TARİKATLARIN MEŞRUİYET SORUNU
TARİKATLARIN MEŞRUİYET
SORUNU
Kur’an 610-632 tarihleri arasında Arap yarımadasında
mevcut olan sosyolojik ve sosyal psikolojik olarak yerleşik dini, iktisadi,
hukuki, politik örfler/gelenekler, toplumsal yapılar, kurumlar toplamına itiraz
eden, başkaldıran, onların büyük bir bölümünü kıyasıya eleştiren, yeni bir “dünya
görüşü”, ortaya koymuştur. Metafizik,
ahlaki, toplumsal yeni ilkeler koymuştur. Yani her mevcut olanı, “olması
gereken” olarak görmemiştir. Mevcut olanların bir bölümünü ilga; bir bölümünü
de ıslah etmiştir. Hatta önceki şeriatlardan miadını doldurmuş hükümlerin bir
kısmını dahi “nesh” ederek onların yerine yenilerini getirmiş, onları yenilemiştir.

■ **Verilen Kayıtlar**:
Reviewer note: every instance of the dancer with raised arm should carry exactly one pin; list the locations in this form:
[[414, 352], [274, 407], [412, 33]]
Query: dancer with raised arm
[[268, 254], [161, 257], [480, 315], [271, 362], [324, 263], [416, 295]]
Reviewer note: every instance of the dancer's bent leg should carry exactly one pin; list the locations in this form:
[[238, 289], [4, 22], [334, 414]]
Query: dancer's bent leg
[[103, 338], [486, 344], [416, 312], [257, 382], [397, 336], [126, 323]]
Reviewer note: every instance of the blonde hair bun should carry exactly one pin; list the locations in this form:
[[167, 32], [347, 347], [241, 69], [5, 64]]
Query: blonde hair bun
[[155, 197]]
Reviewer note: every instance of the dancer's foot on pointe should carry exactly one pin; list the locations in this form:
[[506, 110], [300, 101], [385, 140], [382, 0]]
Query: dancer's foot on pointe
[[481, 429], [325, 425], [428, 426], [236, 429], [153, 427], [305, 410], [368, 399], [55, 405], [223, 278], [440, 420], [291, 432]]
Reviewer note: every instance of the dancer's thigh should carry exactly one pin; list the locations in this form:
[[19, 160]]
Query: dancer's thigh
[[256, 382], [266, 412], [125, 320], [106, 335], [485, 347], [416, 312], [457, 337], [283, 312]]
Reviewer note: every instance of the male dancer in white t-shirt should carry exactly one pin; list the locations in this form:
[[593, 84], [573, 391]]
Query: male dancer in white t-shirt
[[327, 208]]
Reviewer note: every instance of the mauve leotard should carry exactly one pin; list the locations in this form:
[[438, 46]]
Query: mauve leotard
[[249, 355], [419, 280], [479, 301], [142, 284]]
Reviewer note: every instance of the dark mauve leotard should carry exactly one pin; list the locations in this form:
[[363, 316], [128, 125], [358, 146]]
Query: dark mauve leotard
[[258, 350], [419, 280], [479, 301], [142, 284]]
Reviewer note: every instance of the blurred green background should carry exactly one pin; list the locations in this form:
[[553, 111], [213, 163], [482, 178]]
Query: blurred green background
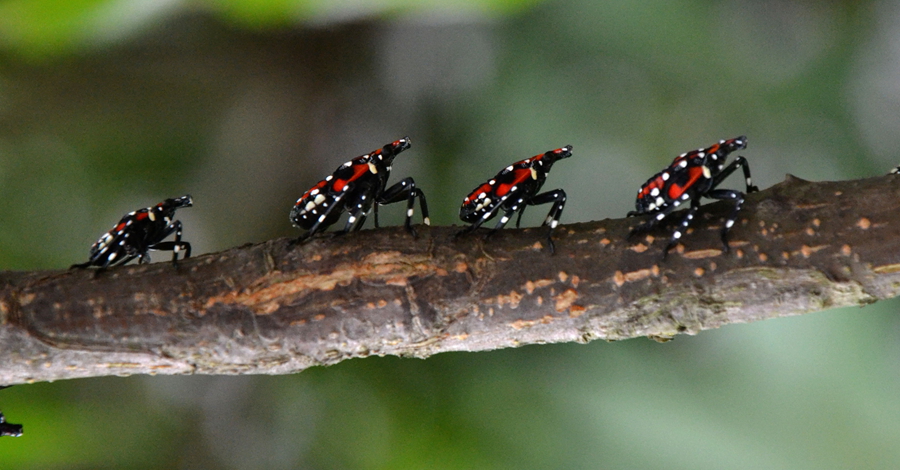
[[111, 105]]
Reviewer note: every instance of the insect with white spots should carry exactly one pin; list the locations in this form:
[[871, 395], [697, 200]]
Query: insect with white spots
[[139, 232], [514, 189], [357, 187], [691, 176]]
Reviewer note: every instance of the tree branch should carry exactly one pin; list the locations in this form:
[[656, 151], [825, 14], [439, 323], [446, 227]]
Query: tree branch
[[274, 309]]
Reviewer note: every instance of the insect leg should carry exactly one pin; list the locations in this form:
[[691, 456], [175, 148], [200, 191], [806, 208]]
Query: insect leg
[[558, 198], [322, 218], [728, 170], [682, 227], [406, 189], [738, 198]]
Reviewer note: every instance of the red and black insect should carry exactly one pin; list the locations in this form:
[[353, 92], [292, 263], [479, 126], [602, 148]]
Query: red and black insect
[[514, 189], [139, 232], [693, 175], [357, 187]]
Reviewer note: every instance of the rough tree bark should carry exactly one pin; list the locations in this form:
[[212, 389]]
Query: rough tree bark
[[273, 309]]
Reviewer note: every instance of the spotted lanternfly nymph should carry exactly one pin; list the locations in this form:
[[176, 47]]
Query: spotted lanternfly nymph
[[139, 232], [514, 189], [357, 187], [693, 175]]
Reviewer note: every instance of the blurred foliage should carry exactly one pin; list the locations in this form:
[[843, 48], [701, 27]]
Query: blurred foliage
[[38, 29], [111, 105]]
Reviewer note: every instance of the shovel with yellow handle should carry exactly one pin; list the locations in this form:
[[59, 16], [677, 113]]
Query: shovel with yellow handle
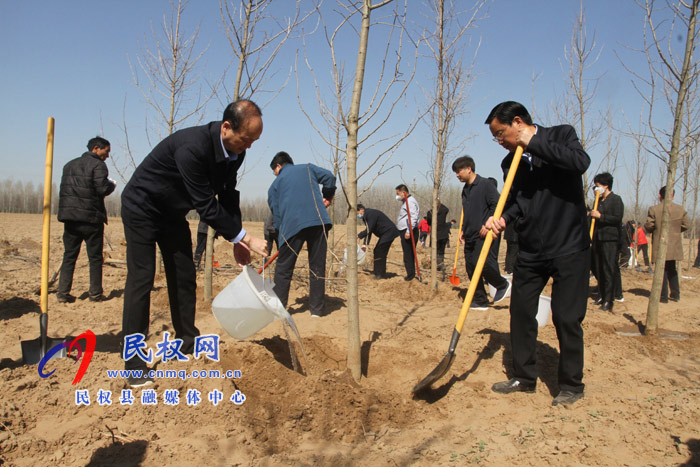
[[34, 350], [449, 357], [595, 208]]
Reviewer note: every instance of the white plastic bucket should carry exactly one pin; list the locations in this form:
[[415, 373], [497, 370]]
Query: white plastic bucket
[[247, 305], [492, 289], [544, 309], [360, 255]]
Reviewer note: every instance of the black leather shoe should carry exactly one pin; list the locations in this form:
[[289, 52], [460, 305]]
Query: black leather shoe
[[513, 385], [98, 298], [567, 398], [67, 298]]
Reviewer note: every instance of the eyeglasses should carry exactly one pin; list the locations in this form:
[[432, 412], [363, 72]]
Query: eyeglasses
[[498, 137]]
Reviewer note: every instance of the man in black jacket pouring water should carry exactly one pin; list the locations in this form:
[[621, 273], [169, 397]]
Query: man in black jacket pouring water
[[548, 207]]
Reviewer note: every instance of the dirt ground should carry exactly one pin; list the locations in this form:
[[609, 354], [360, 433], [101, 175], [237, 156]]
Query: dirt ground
[[641, 405]]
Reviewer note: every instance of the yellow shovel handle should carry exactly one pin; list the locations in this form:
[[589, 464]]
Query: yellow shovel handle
[[459, 232], [44, 303], [488, 240], [595, 208]]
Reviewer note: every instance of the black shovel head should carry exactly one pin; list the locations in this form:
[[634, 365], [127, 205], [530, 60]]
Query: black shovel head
[[33, 351], [439, 371]]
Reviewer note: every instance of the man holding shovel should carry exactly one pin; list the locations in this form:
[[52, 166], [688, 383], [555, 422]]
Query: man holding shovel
[[81, 208], [299, 214], [548, 208], [378, 224], [407, 223], [194, 168], [479, 199]]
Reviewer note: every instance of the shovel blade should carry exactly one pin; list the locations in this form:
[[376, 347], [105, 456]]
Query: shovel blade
[[439, 371], [33, 352]]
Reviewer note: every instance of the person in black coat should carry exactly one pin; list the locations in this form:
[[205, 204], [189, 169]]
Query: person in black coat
[[479, 200], [378, 224], [442, 234], [606, 237], [194, 168], [547, 205], [84, 185]]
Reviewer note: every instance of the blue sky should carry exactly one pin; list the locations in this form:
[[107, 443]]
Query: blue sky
[[70, 60]]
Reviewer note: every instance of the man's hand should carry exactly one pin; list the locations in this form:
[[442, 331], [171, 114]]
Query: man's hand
[[496, 226], [254, 244], [525, 134], [241, 253]]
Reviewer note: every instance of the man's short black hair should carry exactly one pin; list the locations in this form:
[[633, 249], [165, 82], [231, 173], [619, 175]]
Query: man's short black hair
[[238, 111], [506, 111], [604, 179], [281, 158], [462, 163], [662, 192], [98, 141]]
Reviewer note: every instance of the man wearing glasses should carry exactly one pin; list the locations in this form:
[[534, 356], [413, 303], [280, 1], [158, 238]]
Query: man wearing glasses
[[547, 207], [194, 168]]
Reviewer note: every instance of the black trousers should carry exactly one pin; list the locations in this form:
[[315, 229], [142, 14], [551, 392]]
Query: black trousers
[[381, 252], [409, 259], [74, 234], [490, 273], [316, 244], [175, 243], [645, 253], [511, 254], [608, 270], [441, 245], [199, 249], [569, 294], [670, 281]]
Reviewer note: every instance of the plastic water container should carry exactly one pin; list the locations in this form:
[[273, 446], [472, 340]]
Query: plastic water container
[[247, 305], [492, 289], [361, 254], [544, 309]]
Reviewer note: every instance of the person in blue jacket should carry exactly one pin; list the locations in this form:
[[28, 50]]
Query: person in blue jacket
[[299, 215]]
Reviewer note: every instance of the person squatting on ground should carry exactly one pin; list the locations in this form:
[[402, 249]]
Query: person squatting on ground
[[479, 200], [606, 237], [405, 226], [270, 233], [378, 224], [202, 232], [424, 231], [546, 203], [187, 170], [678, 223], [81, 207], [300, 216], [442, 233]]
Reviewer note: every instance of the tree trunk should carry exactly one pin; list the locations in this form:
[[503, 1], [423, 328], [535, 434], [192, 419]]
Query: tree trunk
[[354, 361]]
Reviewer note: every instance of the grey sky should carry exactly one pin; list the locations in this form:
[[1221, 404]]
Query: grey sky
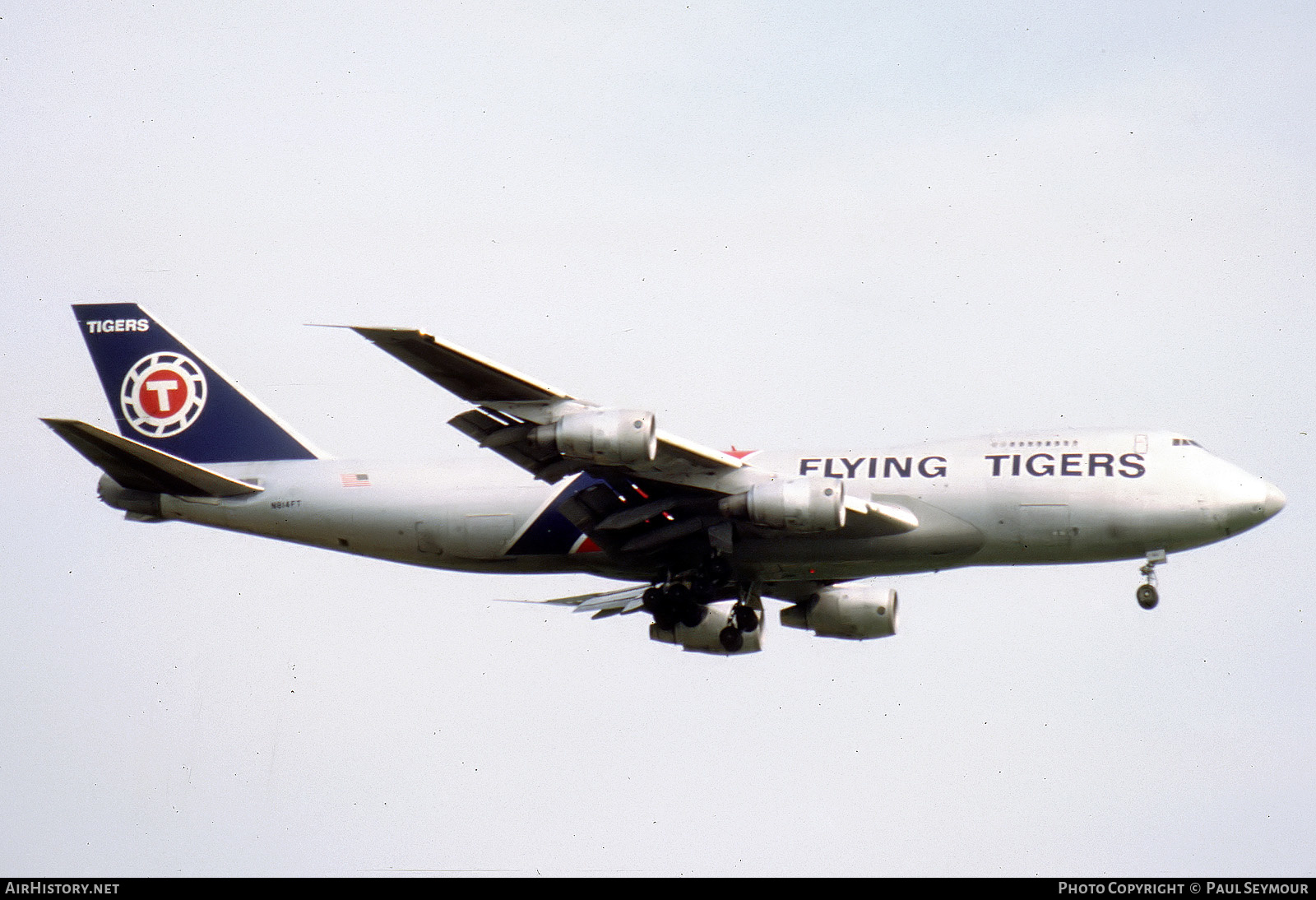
[[774, 226]]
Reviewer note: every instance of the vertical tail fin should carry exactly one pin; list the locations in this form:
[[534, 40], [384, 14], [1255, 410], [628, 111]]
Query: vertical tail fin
[[169, 397]]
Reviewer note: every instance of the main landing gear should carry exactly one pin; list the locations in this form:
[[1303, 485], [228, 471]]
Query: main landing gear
[[1148, 596], [683, 601]]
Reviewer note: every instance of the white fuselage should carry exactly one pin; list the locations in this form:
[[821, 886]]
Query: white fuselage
[[1077, 496]]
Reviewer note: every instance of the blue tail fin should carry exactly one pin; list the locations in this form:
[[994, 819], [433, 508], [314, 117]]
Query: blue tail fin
[[166, 397]]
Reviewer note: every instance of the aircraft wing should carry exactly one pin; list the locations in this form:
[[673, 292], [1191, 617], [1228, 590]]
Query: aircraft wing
[[648, 492], [512, 404], [609, 603]]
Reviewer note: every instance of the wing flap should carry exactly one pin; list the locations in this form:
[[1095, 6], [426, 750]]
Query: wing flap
[[461, 371]]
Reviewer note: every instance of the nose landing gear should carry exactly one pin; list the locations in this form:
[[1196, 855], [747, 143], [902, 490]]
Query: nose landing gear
[[1148, 596]]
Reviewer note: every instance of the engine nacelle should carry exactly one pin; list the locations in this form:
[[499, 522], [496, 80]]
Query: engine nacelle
[[846, 610], [609, 437], [796, 504], [707, 637]]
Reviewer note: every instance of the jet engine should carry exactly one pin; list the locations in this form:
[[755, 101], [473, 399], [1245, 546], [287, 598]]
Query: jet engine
[[846, 610], [796, 504], [609, 437], [717, 632]]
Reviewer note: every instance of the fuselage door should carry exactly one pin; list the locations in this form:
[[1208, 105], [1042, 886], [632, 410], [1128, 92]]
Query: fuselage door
[[1044, 524]]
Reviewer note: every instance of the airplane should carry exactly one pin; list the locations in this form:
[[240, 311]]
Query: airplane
[[703, 535]]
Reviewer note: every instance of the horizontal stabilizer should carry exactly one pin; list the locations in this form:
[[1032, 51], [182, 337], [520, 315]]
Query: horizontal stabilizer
[[142, 469]]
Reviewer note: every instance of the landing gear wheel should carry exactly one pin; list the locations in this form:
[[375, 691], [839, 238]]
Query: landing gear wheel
[[693, 615], [747, 620]]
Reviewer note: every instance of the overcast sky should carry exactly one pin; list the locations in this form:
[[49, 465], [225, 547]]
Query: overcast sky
[[776, 226]]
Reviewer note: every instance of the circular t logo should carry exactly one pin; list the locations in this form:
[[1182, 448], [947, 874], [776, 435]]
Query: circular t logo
[[162, 394]]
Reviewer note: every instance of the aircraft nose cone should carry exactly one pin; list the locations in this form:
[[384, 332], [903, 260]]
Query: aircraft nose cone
[[1274, 500]]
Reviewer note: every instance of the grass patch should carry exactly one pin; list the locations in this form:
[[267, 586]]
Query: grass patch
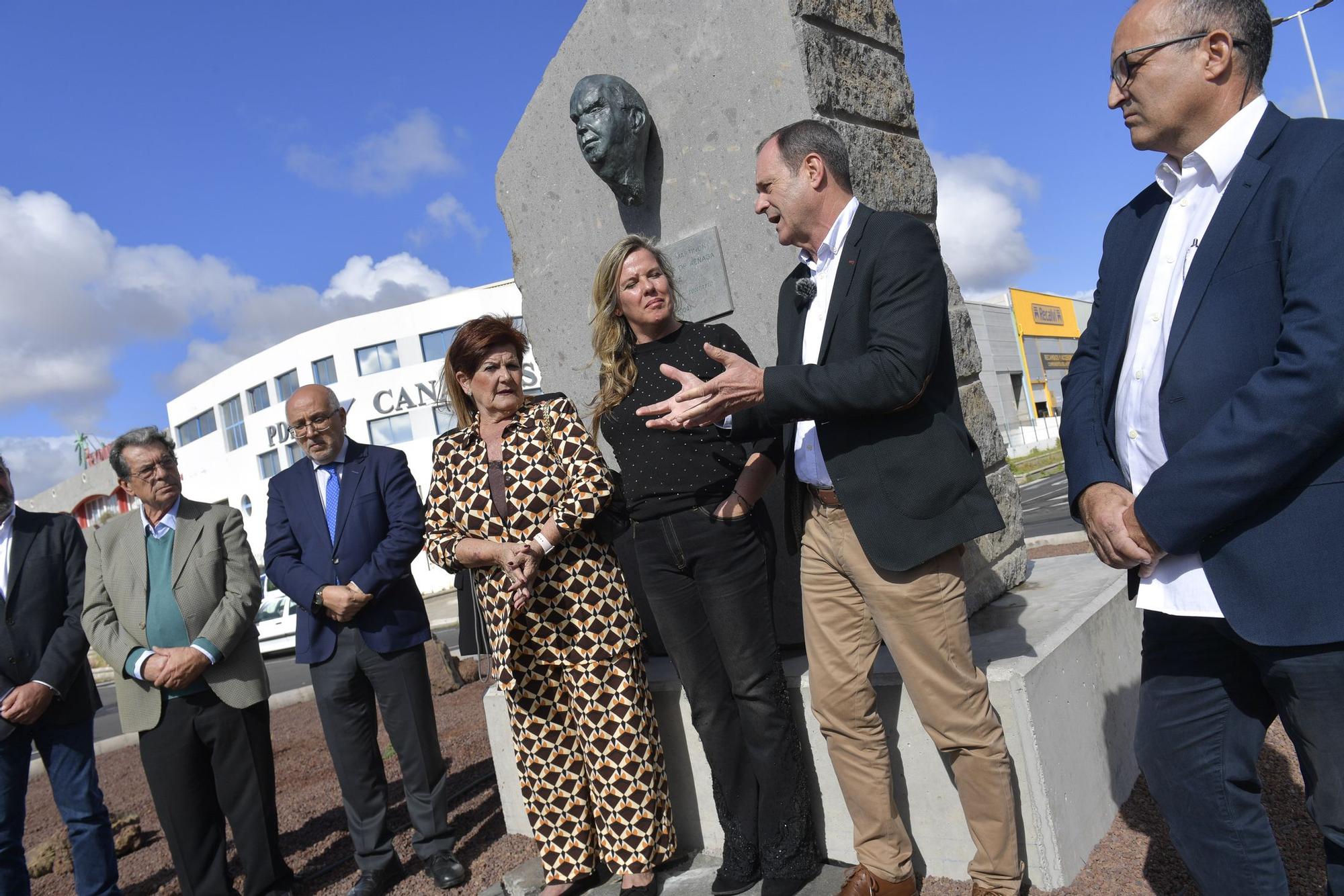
[[1038, 463]]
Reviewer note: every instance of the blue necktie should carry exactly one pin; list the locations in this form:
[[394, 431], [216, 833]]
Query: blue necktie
[[333, 499]]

■ **Yapılacaklar**:
1 – Tarikatların meşruiyet sorunu üzerine metinde "TARİKATLARIN MEŞRUİYET SORUNU" ile başlayıp "getirmiş, onları yenilemiştir." ile biten kısmı, "ilkeler" yerine "esaslar" koyarak yeniden yazın.
2 – Tarikatların meşruiyet sorunu üzerine metne göre Kur’an'ın koyduğu yeni ilkeler hangi sıfatlarla nitelendiriliyor? Hepsini sıralayın.
3 – Lütfen tarikatların meşruiyet sorunu üzerine metni, son cümlesinin ardından sürdürün.
Kayıtların metinle hiçbir ilgisi yoktur.

■ **Görev Sonuçları**:
1 –
TARİKATLARIN MEŞRUİYET SORUNU
TARİKATLARIN MEŞRUİYET
SORUNU
Kur’an 610-632 tarihleri arasında Arap yarımadasında
mevcut olan sosyolojik ve sosyal psikolojik olarak yerleşik dini, iktisadi,
hukuki, politik örfler/gelenekler, toplumsal yapılar, kurumlar toplamına itiraz
eden, başkaldıran, onların büyük bir bölümünü kıyasıya eleştiren, yeni bir “dünya
görüşü”, ortaya koymuştur. Metafizik,
ahlaki, toplumsal yeni esaslar koymuştur. Yani her mevcut olanı, “olması
gereken” olarak görmemiştir. Mevcut olanların bir bölümünü ilga; bir bölümünü
de ıslah etmiştir. Hatta önceki şeriatlardan miadını doldurmuş hükümlerin bir
kısmını dahi “nesh” ederek onların yerine yenilerini getirmiş, onları yenilemiştir.

2 – Metafizik, ahlaki, toplumsal

3 –
Erken dönemde oluşan Fıkıh ve Kelam disiplinlerinin,
Kur’an’da ortaya konan düşünce-duygu ve davranış boyutları ile dinsel ilişkiyi/hayatı
bütüncül olarak ortaya koyamaması; yönetimde Kur’an’ın tavsiye ettiği “şura”
yerine, Saltanatın ortaya çıkması ve neredeyse 100 yılı alan kabileciliğe
dayanan iç savaş, bir içerleme ve uçuklama olarak tasavvufu doğurmuştur.
İkinci yüzyılın ortalarından itibaren oluşan
“Tasavvuf” eğilimi, İslam’ın bireylere biçmiş olduğu genel sorumluluklardan
ciddi oranda koparak “zühd” kavramı altında, dünyadan ve toplumsal
sorumluluklardan uzaklaştırmışlardır. Otorite olarak da Yahudi ve
Hristiyanlıkta oluşan din adamlarına (Ahbar-Ruhban) benzer Veli, Şeyh, Gavs,
Kutup, Mehdi denilen kişileri icat etmiştir.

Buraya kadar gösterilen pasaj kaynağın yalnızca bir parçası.